In a solemn televised address to the nation, the embattled Papandreou pledged support to his successor without unveiling a name, amid frenzied speculation in the media over who will attempt to lead the country out of its debt crisis.

"I want to wish every success to the new PM and the new government. I will support this effort with all my strength," Papandreou said.

Minutes later, he visited the head of state, President Carolos Papoulias, where he was expected to hand in his mandate.

He has already asked his ministers to have their resignations ready.

"This is a historic day, the fact that several political powers are able to cooperate," Papandreou told Papoulias in a televised exchange ahead of a meeting with other parties to finalise the new administration.

"It opens a new page in our country's history," added Papandreou as Greece's two main political parties agreed to bury the hatchet for the national good as bankruptcy looms.

Meanwhile, local media were engaged in frantic speculation as to Papandreou's successor, with the current leader of the parliament, Philippos Petsalnikos, apparently the new favourite.

The 60-year-old German-educated lawyer from northern Greece has served in many government posts over the last 30 years and is generally respected as an able politician who can keep a cool head under pressure.
—————
__Assigned task A__
Condense the paragraph of the report on Papandreou's departure that begins "Meanwhile, local media" into a single short sentence.
__Assigned task B__
Reproduce the report on Papandreou's departure between "In a solemn" and "its debt crisis.", inclusive, swapping "embattled" for "beleaguered".
—————
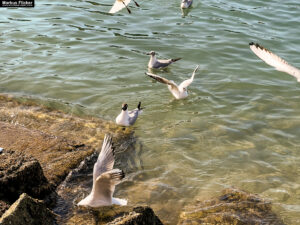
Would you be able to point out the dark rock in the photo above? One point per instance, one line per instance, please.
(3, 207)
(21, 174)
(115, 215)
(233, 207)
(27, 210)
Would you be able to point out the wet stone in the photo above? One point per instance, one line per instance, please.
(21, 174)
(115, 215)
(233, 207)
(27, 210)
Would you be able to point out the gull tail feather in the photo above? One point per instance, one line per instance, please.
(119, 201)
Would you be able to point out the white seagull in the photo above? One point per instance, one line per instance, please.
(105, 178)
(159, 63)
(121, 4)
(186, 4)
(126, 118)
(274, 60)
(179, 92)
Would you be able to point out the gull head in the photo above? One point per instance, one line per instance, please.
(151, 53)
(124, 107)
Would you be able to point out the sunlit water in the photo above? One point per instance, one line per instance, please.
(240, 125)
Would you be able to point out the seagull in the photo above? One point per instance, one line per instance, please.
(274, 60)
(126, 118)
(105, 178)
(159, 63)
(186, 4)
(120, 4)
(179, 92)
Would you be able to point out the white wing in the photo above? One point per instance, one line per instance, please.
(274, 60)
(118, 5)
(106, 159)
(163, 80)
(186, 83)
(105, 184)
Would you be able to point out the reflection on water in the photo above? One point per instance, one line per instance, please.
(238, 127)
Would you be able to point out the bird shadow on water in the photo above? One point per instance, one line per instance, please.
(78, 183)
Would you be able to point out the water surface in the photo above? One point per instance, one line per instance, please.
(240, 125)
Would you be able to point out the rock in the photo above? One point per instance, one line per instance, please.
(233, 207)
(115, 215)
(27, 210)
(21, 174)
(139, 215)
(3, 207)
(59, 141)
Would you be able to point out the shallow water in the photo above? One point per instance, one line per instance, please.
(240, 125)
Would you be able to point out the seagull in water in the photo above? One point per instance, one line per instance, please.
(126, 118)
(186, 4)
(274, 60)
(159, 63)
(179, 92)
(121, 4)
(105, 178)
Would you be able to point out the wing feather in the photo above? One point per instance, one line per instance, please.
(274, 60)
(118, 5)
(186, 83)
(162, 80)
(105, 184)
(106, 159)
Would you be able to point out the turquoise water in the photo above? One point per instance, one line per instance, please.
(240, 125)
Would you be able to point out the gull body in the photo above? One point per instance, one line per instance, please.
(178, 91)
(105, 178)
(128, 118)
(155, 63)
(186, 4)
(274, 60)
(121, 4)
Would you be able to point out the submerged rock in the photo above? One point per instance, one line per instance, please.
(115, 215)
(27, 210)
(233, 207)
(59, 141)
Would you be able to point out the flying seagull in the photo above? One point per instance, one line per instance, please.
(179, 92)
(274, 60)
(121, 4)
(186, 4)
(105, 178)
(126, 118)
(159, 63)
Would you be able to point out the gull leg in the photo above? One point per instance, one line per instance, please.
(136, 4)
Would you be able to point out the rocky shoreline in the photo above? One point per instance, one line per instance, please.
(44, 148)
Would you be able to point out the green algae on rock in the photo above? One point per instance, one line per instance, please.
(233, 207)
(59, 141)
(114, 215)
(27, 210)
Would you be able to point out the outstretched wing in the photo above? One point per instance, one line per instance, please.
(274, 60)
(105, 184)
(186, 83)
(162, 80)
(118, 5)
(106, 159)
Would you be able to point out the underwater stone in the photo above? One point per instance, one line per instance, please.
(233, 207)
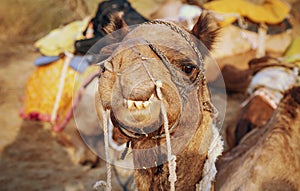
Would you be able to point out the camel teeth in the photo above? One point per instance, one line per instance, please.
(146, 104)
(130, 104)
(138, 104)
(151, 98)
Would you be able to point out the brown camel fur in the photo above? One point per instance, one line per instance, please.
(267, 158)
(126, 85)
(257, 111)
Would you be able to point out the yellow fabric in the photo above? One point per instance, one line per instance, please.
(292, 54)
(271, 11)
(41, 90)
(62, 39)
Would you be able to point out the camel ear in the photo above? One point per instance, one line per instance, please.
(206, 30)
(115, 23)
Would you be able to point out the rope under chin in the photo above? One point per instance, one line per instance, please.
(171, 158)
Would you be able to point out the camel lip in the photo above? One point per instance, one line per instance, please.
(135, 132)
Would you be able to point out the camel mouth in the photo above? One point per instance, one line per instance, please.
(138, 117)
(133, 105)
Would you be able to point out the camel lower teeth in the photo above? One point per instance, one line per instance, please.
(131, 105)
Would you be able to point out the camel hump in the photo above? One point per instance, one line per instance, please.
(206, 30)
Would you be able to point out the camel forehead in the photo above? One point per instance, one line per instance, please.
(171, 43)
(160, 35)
—————
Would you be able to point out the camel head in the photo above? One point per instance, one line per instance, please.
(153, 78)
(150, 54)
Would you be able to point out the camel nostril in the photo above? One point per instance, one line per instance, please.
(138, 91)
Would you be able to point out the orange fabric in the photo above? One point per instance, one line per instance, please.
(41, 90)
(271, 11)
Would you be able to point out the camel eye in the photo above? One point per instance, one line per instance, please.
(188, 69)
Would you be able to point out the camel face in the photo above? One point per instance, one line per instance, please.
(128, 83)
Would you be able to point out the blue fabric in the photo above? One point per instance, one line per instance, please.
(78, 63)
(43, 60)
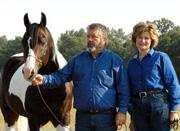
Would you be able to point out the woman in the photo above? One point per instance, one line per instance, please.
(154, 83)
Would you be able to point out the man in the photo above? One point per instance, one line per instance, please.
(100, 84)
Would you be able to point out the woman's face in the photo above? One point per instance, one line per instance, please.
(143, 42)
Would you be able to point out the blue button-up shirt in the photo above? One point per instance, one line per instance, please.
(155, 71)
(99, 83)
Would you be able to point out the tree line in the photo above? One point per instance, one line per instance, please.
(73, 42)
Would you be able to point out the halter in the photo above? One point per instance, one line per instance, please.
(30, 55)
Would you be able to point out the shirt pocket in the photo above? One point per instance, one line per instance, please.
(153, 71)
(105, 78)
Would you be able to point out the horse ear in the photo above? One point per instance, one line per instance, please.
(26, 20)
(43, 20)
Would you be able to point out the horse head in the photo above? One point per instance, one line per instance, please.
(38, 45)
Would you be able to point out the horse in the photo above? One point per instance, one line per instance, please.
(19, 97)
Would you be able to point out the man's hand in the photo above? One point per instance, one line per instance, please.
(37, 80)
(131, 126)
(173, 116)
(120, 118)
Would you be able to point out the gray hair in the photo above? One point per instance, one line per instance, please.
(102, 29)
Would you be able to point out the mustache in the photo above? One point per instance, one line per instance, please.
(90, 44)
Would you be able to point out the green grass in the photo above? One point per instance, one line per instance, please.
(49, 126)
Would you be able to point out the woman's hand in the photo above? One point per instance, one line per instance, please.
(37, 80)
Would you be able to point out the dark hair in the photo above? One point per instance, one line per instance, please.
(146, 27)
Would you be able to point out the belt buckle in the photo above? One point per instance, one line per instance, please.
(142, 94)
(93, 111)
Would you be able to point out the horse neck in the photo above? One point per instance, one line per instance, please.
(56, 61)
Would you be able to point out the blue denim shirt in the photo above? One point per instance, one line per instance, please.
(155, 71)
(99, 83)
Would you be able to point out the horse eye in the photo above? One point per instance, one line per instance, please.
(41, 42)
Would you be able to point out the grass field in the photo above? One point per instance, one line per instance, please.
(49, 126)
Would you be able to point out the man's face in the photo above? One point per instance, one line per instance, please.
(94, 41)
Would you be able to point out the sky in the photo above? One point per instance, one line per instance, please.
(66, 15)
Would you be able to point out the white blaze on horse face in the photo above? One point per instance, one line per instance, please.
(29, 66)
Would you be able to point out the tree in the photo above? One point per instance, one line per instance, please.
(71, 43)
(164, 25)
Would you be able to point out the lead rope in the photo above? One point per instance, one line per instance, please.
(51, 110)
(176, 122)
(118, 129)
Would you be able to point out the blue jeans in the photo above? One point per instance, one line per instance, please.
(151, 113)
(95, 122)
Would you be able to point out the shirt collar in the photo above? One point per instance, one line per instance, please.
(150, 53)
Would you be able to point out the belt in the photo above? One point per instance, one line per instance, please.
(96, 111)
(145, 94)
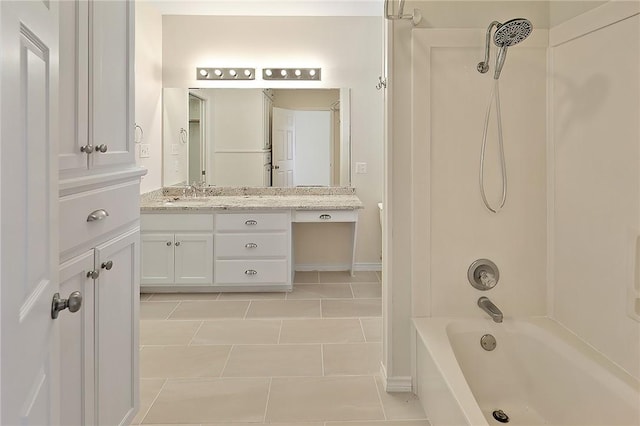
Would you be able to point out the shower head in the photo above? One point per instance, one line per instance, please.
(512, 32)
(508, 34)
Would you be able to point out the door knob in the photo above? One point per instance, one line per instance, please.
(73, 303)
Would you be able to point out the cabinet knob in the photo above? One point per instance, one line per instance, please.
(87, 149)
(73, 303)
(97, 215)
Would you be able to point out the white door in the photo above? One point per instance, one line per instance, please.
—————
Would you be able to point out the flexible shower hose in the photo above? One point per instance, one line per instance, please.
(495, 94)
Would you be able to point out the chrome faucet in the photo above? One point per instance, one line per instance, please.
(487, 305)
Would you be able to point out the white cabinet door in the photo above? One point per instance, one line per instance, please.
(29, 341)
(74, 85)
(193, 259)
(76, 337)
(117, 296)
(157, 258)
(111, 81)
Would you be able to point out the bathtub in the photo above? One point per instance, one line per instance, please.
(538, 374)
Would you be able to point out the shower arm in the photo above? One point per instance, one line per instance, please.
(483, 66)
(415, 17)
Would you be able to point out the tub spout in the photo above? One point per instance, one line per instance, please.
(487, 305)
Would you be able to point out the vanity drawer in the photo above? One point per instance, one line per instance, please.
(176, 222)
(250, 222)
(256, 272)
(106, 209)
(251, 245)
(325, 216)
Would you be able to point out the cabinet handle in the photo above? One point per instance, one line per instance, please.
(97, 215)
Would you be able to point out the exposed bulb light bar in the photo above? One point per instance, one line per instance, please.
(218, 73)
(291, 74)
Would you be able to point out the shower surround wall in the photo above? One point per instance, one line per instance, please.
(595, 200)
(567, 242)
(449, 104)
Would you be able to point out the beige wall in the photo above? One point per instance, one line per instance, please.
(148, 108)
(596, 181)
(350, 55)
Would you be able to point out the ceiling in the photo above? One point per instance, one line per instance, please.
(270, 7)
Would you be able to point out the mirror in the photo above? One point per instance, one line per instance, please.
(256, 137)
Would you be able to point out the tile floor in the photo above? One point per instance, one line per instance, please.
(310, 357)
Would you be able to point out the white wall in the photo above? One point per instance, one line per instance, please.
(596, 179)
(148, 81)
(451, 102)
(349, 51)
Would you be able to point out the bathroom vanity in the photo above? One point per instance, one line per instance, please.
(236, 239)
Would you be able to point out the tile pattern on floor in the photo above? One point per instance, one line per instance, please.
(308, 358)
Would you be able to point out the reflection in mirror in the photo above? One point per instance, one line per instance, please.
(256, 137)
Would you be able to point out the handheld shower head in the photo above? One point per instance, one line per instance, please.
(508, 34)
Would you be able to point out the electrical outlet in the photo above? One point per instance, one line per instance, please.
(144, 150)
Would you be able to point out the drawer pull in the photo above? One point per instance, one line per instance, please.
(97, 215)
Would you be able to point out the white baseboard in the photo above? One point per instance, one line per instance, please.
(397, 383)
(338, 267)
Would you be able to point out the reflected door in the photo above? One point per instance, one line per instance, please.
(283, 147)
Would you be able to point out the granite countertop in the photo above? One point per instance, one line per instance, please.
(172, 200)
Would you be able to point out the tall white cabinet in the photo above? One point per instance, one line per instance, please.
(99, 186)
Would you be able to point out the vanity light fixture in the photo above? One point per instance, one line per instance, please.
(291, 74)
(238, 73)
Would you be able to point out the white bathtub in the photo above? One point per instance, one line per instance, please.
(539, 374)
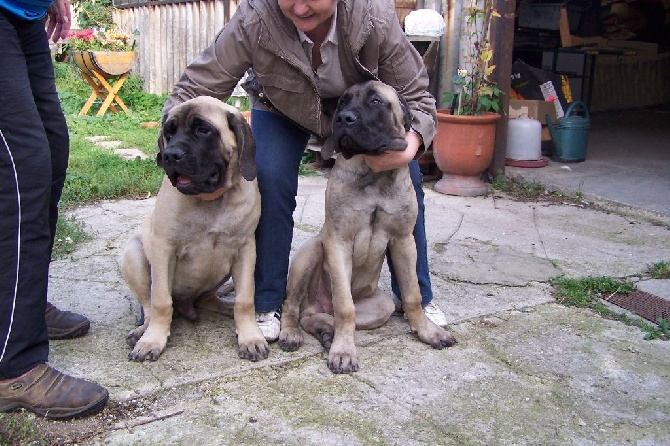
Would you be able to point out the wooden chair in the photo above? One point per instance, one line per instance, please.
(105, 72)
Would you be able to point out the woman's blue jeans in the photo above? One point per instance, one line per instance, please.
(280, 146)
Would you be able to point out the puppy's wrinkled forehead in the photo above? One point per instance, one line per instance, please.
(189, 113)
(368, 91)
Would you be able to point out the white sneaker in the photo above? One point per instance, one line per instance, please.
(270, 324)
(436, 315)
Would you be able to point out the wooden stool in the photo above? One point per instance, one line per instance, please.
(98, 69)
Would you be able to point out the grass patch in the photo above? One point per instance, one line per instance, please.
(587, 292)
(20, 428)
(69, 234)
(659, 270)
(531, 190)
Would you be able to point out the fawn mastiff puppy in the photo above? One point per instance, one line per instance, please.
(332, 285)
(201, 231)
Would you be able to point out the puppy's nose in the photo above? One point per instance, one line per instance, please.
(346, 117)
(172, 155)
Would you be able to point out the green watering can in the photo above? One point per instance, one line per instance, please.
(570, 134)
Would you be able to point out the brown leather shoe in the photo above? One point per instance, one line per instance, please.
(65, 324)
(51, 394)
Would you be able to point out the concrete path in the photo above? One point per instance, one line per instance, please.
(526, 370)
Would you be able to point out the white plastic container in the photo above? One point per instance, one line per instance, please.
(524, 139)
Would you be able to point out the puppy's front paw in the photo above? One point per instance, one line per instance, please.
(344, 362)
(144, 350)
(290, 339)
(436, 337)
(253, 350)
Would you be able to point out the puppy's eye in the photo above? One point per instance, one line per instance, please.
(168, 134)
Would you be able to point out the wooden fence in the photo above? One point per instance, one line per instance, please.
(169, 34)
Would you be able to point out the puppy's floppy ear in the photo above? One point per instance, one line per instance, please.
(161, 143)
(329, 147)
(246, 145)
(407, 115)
—————
__Exercise result A__
Local media speculated frantically about Papandreou's successor, and parliament leader Philippos Petsalnikos appeared to be the new favorite.

__Exercise result B__
In a solemn televised address to the nation, the beleaguered Papandreou pledged support to his successor without unveiling a name, amid frenzied speculation in the media over who will attempt to lead the country out of its debt crisis.